**Source passage**:
Get a diary, write the tasks, hours and activities (office management) that you do on a daily basis. This way, it will make it so much easier when you write the actual PEDR sheet.

Office Management: CPD, IT, annual leaves, office training, mentoring, etc.

You can write in bullet points or paragraphs. It is your own preference. We prefer to use bullet points on the project tasks and paragraphs for a detailed explanation of tasks.


Example: Issued a Non-Compliance Report to the trade contractor.

Example: During a site inspection, I found that a ladder was installed at an incorrect location by the trade contractor. The contract administrator (architect) issued an instruction to the trade contractor so that they can make an amendment. I learnt that the architect has the obligation for quality monitoring, to ensure the work meets the architect’s design intent. (etc…)


How many sheets do we need on PEDR?

Minimum 8 sheets.

Typically 4 during your Part 1 Work Experience and Part 2 Work Experience.

But you can also do 8 sheets for all your Part 2 Work Experience.

Ask your course provider for more advice if you have any more questions.

What are the actual benefits of writing them?

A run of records
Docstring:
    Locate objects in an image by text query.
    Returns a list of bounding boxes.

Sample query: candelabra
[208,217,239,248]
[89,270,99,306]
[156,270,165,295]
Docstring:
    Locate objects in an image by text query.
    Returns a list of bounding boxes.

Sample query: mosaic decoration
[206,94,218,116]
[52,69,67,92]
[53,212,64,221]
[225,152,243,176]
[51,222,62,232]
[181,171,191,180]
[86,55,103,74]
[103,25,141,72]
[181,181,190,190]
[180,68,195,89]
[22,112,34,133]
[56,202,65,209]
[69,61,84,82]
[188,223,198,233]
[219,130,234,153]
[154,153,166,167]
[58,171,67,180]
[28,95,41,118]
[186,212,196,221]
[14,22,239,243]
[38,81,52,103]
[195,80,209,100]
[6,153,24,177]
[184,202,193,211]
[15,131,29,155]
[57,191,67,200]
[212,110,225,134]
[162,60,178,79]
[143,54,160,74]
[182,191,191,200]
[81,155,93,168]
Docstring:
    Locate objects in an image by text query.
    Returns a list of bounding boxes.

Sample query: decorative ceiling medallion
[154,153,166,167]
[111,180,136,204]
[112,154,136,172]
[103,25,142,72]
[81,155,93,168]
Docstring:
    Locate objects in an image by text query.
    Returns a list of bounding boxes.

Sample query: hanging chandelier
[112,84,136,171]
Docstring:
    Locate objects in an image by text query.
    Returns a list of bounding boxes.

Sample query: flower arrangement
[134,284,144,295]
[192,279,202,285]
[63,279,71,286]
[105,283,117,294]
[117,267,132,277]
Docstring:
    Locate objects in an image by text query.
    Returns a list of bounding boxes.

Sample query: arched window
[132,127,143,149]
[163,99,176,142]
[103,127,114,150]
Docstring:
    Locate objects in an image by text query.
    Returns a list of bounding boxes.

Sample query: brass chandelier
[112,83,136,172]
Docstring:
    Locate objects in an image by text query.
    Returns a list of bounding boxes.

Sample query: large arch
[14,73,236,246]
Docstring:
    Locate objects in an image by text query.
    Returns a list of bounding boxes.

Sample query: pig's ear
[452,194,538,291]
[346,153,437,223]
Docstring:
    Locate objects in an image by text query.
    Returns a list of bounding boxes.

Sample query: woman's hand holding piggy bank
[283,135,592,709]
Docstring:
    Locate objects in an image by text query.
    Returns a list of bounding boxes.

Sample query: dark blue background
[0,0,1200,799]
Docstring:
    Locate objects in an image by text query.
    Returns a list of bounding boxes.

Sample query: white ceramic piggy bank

**Directions**:
a: According to the passage on PEDR sheets, what is the minimum number of sheets required?
b: Reproduce the passage on PEDR sheets word for word, beginning at the words "Get a diary, write" and stopping after "design intent. (etc…)".
The entries play no role in any of this.

**Answers per task**:
a: A minimum of 8 sheets.

b:
Get a diary, write the tasks, hours and activities (office management) that you do on a daily basis. This way, it will make it so much easier when you write the actual PEDR sheet.

Office Management: CPD, IT, annual leaves, office training, mentoring, etc.

You can write in bullet points or paragraphs. It is your own preference. We prefer to use bullet points on the project tasks and paragraphs for a detailed explanation of tasks.


Example: Issued a Non-Compliance Report to the trade contractor.

Example: During a site inspection, I found that a ladder was installed at an incorrect location by the trade contractor. The contract administrator (architect) issued an instruction to the trade contractor so that they can make an amendment. I learnt that the architect has the obligation for quality monitoring, to ensure the work meets the architect’s design intent. (etc…)